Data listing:
------------------------------

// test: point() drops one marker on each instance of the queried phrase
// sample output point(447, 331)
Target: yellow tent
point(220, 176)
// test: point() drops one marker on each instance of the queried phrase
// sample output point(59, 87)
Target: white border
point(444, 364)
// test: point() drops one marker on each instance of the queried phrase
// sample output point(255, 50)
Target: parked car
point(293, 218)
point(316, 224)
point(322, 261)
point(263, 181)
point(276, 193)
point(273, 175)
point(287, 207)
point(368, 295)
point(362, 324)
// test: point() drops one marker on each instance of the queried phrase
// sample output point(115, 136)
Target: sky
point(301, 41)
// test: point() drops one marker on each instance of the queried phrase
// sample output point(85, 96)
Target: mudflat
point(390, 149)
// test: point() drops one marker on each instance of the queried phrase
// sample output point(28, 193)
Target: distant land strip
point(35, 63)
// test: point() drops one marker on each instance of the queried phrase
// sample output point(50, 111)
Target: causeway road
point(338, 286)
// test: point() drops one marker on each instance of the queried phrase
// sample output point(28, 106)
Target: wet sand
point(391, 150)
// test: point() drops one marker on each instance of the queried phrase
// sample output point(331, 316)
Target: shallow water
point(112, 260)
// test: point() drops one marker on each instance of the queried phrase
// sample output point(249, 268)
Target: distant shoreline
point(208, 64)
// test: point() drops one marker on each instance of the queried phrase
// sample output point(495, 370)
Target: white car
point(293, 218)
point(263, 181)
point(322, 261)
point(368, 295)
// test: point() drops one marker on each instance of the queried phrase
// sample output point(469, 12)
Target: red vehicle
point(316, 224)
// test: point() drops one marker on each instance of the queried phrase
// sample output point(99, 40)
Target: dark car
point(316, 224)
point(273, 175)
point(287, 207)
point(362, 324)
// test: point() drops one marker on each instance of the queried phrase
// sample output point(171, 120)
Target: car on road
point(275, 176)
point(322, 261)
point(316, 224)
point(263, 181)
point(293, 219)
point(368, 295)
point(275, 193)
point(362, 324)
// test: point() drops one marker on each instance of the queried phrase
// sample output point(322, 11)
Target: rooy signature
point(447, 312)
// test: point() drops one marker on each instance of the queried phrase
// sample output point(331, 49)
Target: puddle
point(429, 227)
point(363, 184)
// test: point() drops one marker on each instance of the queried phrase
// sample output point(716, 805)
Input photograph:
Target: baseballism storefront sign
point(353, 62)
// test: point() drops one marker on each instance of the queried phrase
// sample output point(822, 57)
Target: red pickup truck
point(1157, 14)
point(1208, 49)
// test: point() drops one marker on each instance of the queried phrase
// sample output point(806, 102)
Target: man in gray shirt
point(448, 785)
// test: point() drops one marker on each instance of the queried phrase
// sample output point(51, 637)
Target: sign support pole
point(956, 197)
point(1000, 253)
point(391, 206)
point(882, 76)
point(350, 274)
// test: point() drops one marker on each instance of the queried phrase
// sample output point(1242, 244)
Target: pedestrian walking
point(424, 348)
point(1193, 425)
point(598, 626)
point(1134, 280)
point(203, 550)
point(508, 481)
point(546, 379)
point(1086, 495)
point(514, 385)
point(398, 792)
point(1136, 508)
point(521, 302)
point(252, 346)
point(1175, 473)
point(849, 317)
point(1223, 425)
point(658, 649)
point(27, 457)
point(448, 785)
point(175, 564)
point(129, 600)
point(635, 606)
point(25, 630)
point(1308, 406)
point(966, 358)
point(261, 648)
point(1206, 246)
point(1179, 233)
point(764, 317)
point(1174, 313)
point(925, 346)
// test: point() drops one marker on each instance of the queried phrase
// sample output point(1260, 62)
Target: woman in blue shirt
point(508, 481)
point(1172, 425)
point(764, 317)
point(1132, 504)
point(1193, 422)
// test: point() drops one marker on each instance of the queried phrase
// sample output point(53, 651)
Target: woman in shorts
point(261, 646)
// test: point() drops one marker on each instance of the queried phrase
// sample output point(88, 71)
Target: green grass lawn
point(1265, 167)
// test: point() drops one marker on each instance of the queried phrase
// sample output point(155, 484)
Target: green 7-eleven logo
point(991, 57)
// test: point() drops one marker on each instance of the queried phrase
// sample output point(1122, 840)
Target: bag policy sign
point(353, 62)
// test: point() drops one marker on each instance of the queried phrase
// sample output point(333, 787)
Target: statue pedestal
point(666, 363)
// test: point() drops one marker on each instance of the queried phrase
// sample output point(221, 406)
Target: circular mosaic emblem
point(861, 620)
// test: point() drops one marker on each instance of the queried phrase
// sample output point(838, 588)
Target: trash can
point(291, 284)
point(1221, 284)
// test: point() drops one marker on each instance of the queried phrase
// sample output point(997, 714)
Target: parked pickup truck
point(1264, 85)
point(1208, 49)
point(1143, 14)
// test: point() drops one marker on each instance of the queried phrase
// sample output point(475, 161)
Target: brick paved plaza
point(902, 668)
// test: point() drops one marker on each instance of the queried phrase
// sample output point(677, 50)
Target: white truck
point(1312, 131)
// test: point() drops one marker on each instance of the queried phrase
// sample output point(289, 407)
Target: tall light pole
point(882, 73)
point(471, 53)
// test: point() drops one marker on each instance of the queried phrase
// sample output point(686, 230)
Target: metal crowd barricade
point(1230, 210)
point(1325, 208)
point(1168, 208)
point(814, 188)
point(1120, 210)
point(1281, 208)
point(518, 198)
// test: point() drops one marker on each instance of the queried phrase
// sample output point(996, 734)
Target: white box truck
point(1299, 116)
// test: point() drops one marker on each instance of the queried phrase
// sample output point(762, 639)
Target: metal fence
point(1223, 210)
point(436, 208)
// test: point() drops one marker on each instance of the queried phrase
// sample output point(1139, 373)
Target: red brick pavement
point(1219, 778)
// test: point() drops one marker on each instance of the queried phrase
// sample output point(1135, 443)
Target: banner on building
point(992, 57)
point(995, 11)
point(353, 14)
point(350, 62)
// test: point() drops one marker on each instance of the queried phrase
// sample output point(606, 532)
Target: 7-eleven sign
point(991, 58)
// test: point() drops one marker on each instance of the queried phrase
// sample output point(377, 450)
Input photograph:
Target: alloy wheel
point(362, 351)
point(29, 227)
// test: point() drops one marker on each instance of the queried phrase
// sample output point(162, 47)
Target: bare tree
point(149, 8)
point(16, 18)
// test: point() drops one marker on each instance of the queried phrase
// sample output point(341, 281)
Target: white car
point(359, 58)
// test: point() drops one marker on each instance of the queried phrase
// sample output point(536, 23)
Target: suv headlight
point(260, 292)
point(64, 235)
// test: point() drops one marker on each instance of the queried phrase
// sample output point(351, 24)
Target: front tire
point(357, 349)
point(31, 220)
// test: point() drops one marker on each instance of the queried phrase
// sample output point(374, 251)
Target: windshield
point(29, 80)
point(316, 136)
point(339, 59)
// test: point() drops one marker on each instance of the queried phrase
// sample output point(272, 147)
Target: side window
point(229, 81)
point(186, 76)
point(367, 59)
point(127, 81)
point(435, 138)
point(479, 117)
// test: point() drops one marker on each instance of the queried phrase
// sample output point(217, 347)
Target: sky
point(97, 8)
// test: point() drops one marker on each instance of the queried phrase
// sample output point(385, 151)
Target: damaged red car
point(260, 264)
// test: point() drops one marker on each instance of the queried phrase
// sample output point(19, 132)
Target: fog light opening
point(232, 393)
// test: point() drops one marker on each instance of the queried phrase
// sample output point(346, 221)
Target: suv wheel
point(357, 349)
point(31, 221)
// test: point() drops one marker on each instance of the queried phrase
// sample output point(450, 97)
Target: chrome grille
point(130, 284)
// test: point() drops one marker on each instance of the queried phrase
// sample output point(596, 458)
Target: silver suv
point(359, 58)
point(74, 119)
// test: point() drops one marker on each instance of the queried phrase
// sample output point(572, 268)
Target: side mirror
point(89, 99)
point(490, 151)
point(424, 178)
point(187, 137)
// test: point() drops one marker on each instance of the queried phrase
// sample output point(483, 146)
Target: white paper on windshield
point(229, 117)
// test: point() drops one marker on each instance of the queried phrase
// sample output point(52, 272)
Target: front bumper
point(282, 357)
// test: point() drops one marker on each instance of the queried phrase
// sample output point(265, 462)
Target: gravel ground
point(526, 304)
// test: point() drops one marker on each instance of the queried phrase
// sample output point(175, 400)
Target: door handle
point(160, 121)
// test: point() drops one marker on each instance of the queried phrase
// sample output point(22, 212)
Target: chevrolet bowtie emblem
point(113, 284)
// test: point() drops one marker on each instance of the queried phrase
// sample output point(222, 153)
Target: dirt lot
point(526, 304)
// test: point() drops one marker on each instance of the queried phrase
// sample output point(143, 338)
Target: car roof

------------------------------

Aim of the exercise:
Can you give the lines of the listing as a numbered list, from its first line through the line containing "point(444, 364)", including that line and leaving out any blank lines?

Solution for this exercise:
1. // test: point() drops one marker on each instance of the queried phrase
2. // sample output point(447, 331)
3. Target: yellow tent
4. point(220, 176)
5. // test: point() drops one marker on each instance of the queried phrase
6. // sample output point(59, 87)
7. Target: white border
8. point(444, 364)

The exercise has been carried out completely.